→ Try it
Find the line containing "Get the bounding box of ribbon". Retype it and every line after it through the end of the entries, exactly as written, with nothing added.

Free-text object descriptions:
****

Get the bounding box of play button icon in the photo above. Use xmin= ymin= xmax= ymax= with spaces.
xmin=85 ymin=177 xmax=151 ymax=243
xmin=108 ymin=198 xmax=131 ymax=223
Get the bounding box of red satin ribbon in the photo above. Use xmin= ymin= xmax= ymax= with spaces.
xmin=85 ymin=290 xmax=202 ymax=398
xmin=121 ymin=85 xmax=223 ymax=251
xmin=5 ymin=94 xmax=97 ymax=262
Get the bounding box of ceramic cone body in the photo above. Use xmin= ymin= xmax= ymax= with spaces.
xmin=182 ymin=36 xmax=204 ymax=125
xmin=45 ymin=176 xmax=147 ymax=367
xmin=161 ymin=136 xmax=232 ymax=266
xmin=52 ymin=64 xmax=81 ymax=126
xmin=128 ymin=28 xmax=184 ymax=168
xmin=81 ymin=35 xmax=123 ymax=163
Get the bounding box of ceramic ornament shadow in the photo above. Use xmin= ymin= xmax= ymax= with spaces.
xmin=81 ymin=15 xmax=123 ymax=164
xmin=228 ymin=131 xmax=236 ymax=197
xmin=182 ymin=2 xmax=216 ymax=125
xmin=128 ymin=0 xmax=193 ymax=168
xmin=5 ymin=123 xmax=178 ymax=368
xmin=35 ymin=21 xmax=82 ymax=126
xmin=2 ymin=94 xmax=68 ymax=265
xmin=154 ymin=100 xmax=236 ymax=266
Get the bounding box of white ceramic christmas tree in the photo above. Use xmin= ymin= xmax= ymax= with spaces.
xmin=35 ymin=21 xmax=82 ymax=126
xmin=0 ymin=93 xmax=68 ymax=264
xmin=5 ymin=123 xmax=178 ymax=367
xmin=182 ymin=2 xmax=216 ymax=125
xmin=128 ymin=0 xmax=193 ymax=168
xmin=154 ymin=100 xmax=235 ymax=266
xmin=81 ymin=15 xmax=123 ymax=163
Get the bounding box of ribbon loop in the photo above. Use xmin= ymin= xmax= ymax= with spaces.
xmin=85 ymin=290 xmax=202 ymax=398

****

→ Finished task
Get the bounding box of ribbon loop in the photo above. Use xmin= ymin= xmax= ymax= with spaces.
xmin=85 ymin=290 xmax=202 ymax=398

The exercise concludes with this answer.